• [EXERCISE]: Write the records out again, keeping each line exactly as it is.

• [SOURCE DATA]:
===

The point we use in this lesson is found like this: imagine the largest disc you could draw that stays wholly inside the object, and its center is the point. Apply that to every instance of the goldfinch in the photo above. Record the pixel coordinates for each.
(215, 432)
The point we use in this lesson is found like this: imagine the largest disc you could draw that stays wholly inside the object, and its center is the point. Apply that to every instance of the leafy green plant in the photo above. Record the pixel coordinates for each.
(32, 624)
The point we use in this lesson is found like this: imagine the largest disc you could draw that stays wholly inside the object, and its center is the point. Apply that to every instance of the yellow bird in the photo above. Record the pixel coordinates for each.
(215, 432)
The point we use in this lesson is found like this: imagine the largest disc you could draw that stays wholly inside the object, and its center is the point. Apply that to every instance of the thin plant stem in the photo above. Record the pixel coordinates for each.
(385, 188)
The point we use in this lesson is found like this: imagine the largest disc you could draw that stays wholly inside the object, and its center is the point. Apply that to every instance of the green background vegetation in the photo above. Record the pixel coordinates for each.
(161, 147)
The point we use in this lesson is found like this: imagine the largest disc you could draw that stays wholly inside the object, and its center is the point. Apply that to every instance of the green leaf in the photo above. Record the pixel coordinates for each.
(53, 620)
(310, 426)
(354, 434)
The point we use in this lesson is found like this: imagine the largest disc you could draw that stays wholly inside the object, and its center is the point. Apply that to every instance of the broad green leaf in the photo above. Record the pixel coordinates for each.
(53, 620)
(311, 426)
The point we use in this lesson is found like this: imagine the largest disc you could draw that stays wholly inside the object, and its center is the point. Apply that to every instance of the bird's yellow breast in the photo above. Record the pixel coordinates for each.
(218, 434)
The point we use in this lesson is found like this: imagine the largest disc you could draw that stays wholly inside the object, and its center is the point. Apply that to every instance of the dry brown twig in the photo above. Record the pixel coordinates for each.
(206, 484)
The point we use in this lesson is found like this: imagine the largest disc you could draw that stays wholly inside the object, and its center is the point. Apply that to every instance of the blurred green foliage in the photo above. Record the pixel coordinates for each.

===

• [EXERCISE RESULT]:
The point we use in this lesson is found like this: imagine the largest disc you could draw that stays wholly inside the object, and its center is the point. Apply that to every instance of the goldfinch in the photo above. Record the pixel coordinates for each.
(215, 432)
The point we use in this lesson is found like this: imagine the largest disc you could draw that stays wholly inside the object, and its center is the point. Apply that to every instance of the leafy green plant in the photo above. Record the pixel coordinates for each.
(32, 624)
The point we use in this lesson is found like this: imagine the largest disc you could draw that stays wholly inside the object, and its center is the point. Apply that to every instance of the yellow bird in the photo above. Record the pixel coordinates for each.
(215, 432)
The point we use in this lesson is found like this: imagine the largest disc you could draw that stays wholly inside the object, and its center is the point. Apply that to every instance of the thin plant stem in the photo above. Record the pixel coordinates for each.
(385, 188)
The point we use in this lesson is found like this: imagine the largest disc you could draw that stays wholly inside the object, and its center is the point. Apply that to every instance of the green background vegetation in the photo above. Record the pixel coordinates for each.
(161, 147)
The point we use in this lesson is found like this: imagine the largest disc you could draw that stays wholly inside the object, and its center is the point. Apply that to every instance of the green leaf in the photo above. Record the pixel coordinates for each.
(53, 620)
(310, 426)
(354, 434)
The point we use in this lesson is found like this: imagine the largest disc you could draw that stays wholly inside the object, and its center is the point. Apply that to every instance of the broad green leaf in the photo above. Record the pixel coordinates for each.
(53, 620)
(311, 426)
The point we use in this lesson is found like this: imagine the largest disc you could draw that stays wholly inside the object, and its center is the point. Apply that to every instance of the bird's yellow breast in the photo above. Record the pixel coordinates for each.
(218, 434)
The point we use in this lesson is found like this: imagine the largest disc you could draw that stays wholly inside the object, and its center is the point. Apply that to every instance of the dry brown twig in the photo above. Record the pixel coordinates for each.
(206, 484)
The point we use in this lesson is found like this: imagine the largest disc you could draw that stays wholly inside the object, and its center is the point. Apply that to every instance of the blurred green foliage in the photo above. Record the pixel coordinates for each.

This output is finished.